▶ DATASET:
- - -

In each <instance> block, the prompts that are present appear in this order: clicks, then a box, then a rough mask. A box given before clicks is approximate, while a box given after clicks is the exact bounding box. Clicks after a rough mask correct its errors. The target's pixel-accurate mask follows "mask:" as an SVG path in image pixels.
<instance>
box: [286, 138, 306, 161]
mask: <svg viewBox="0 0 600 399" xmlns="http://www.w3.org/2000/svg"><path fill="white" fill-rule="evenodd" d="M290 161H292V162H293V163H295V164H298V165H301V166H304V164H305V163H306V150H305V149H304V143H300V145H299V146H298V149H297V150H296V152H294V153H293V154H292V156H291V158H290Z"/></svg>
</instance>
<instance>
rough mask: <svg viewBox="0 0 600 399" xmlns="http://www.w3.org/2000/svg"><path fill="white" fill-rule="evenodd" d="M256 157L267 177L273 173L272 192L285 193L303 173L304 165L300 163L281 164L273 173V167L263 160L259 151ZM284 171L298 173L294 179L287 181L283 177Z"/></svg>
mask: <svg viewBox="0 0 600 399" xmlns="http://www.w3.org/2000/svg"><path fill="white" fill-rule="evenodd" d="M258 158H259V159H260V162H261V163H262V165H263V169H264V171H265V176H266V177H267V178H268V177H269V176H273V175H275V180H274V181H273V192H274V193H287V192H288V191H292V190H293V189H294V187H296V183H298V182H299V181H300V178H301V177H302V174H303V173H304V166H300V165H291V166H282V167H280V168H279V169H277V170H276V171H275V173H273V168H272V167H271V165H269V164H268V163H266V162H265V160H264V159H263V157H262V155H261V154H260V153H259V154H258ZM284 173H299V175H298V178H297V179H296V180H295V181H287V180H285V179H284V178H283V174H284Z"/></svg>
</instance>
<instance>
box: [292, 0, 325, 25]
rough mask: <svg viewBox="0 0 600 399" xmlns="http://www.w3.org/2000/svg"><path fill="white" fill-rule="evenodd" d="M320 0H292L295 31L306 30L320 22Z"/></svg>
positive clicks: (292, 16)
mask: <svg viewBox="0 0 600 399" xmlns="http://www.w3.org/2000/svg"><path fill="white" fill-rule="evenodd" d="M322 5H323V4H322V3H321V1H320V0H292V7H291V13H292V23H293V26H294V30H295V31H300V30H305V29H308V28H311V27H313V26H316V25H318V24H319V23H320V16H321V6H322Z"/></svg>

- - -

▶ WHAT NEEDS TO BE DONE:
In full and without alteration, retype the entries above.

▶ YOUR SOLUTION:
In each <instance> block, the prompts that are present appear in this order: clicks, then a box, then a rough mask. A box given before clicks is approximate, while a box given after clicks is the exact bounding box. Clicks after a rough mask correct its errors. The target's pixel-accurate mask follows "mask:" as an SVG path in image pixels.
<instance>
box: [286, 138, 306, 161]
mask: <svg viewBox="0 0 600 399" xmlns="http://www.w3.org/2000/svg"><path fill="white" fill-rule="evenodd" d="M290 161H292V162H293V163H295V164H298V165H301V166H304V164H305V163H306V150H305V149H304V143H300V145H299V146H298V149H297V150H296V152H294V153H293V154H292V156H291V158H290Z"/></svg>
</instance>
<instance>
rough mask: <svg viewBox="0 0 600 399" xmlns="http://www.w3.org/2000/svg"><path fill="white" fill-rule="evenodd" d="M256 157L267 177L273 173L272 192L285 193L303 173L304 165L300 163L281 164L273 173V167L263 160L259 151ZM284 171L298 173L294 179L287 181L283 177Z"/></svg>
mask: <svg viewBox="0 0 600 399" xmlns="http://www.w3.org/2000/svg"><path fill="white" fill-rule="evenodd" d="M258 158H259V159H260V162H261V163H262V165H263V169H264V171H265V176H266V177H267V178H268V177H269V176H273V175H275V180H274V181H273V192H274V193H287V192H288V191H292V190H293V189H294V187H296V183H298V182H299V181H300V178H301V177H302V174H303V173H304V166H300V165H291V166H282V167H280V168H279V169H277V170H276V171H275V173H273V168H272V167H271V165H269V164H268V163H266V162H265V160H264V159H263V157H262V155H261V154H260V153H259V154H258ZM284 173H299V175H298V178H297V179H296V180H295V181H287V180H285V179H284V178H283V174H284Z"/></svg>
</instance>
<instance>
box: [292, 0, 325, 25]
rough mask: <svg viewBox="0 0 600 399" xmlns="http://www.w3.org/2000/svg"><path fill="white" fill-rule="evenodd" d="M320 0H292L295 31L306 30L320 22Z"/></svg>
positive clicks: (292, 16)
mask: <svg viewBox="0 0 600 399" xmlns="http://www.w3.org/2000/svg"><path fill="white" fill-rule="evenodd" d="M322 5H323V4H322V3H321V1H320V0H292V7H291V13H292V23H293V26H294V30H295V31H300V30H305V29H308V28H311V27H313V26H316V25H318V24H319V23H320V16H321V6H322Z"/></svg>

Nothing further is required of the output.